### FRAGMENTO PROPORCIONADO

HACER TEATRO HOY. ARGENTINA

LA IMPOTENCIA DE LA ACCIÓN
Alejandro Robino

 

Estaba en medio de una clase de actuación para principiantes, explicando el concepto de acción dramática, cuando un alumno, desconfiando de que "tal cosa" fuera el sostén principal de nuestras construcciones escénicas arrojó el siguiente guante: si eso es cierto, el dialogo es ruidito. Este episodio fue el detonante que me llevó a escribir y poner en escena mi último espectáculo, "A Scenarium!"
Permítanme transcribirles la anécdota (de manera inexacta por el afán didáctico) para enmarcar lo sucedido de manera tal que permita una comprensión más amplia del suceso.
Robino: ...Entendemos como acción, la modificación del otro o del espacio, pero debemos distinguir entre acción dramática y acción física. La primera, es el gesto, el impulso primario, la segunda es una modificación del cuerpo que puede ser consecuencia de la primera...
Pablo: ¿Por ejemplo?
Robino: Alguien ruega de rodillas. Rogar es una acción dramática, arrodillarse es una acción física, en este caso causada la segunda por la primera...

######
### FRAGMENTOS DE DATOS

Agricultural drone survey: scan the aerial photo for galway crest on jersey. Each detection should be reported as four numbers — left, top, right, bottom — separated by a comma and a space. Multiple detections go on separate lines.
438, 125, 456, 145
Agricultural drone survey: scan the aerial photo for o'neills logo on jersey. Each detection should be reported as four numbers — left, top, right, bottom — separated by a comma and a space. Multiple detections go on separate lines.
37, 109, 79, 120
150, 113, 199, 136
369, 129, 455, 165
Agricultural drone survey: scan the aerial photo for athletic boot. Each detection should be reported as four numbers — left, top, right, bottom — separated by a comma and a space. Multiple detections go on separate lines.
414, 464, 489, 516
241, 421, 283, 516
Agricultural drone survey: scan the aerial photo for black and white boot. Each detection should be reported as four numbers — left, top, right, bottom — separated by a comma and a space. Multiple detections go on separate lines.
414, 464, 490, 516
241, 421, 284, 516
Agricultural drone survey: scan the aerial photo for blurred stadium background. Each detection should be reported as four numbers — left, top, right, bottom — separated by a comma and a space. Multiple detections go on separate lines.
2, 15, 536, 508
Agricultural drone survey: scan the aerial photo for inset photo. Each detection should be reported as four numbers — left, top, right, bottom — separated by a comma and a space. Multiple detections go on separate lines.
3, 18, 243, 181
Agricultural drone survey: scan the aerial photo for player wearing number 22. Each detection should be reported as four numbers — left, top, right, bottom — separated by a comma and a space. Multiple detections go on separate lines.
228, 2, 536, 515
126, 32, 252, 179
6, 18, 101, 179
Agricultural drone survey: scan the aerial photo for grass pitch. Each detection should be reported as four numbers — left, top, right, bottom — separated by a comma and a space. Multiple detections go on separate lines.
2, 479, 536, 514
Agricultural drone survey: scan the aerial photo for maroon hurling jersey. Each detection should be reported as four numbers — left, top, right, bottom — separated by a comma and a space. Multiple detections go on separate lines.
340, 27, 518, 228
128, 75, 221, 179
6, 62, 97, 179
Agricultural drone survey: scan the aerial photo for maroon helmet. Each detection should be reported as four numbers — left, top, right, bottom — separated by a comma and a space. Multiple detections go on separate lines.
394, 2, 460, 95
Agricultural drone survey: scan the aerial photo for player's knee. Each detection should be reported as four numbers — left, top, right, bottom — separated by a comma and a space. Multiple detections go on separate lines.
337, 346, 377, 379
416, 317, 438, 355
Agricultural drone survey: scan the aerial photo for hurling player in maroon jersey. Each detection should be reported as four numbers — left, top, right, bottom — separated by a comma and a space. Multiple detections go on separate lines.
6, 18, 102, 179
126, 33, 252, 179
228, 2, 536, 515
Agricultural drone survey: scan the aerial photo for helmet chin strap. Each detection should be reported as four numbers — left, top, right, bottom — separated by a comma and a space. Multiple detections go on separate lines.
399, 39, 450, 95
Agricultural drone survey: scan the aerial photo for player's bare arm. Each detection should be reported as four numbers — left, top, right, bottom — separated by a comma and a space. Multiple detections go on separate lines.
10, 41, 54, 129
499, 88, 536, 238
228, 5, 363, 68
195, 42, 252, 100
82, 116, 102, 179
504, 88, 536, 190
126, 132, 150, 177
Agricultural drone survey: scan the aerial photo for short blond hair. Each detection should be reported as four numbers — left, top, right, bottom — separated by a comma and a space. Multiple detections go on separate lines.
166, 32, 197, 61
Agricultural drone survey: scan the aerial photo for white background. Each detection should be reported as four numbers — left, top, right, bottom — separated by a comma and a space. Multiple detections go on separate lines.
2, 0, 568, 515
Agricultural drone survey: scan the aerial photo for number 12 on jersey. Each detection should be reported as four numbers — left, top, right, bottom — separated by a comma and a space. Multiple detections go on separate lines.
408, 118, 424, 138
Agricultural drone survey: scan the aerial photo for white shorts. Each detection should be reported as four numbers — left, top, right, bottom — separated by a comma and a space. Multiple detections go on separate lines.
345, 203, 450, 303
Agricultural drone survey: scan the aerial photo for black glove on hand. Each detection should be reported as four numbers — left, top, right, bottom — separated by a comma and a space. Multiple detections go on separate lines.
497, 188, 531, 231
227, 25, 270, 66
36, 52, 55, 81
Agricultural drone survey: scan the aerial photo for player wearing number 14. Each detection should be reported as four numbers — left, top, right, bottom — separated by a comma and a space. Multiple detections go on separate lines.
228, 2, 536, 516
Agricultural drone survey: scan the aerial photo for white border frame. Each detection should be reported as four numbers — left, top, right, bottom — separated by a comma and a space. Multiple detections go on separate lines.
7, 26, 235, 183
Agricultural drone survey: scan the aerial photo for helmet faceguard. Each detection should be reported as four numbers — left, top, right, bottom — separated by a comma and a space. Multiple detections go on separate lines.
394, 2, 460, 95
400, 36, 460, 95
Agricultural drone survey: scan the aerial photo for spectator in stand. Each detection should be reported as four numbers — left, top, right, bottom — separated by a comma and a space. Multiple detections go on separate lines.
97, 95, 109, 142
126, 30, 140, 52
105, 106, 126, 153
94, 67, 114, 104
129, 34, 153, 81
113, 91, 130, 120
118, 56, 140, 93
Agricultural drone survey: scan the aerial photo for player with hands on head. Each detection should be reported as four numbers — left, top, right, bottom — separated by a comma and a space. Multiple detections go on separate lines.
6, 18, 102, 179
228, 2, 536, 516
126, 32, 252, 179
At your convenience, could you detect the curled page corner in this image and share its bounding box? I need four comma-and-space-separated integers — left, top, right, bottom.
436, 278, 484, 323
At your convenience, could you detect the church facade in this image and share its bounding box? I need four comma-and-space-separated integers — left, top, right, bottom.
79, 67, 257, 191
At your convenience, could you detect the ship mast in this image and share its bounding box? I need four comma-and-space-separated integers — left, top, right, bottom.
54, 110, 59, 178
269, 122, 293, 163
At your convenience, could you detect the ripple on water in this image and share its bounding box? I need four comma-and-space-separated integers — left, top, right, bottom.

######

CONSIGNAS DE TRABAJO:
(1) En el texto sobre la acción dramática, ¿qué ejemplo de acción física da Robino?
(2) Imprime el pasaje del texto sobre la acción dramática que empieza en "Permítanme transcribirles la" y termina en "amplia del suceso.".

SOLUCIÓN DE CONSIGNAS:
(1) Arrodillarse, cuando alguien ruega de rodillas.

(2)
Permítanme transcribirles la anécdota (de manera inexacta por el afán didáctico) para enmarcar lo sucedido de manera tal que permita una comprensión más amplia del suceso.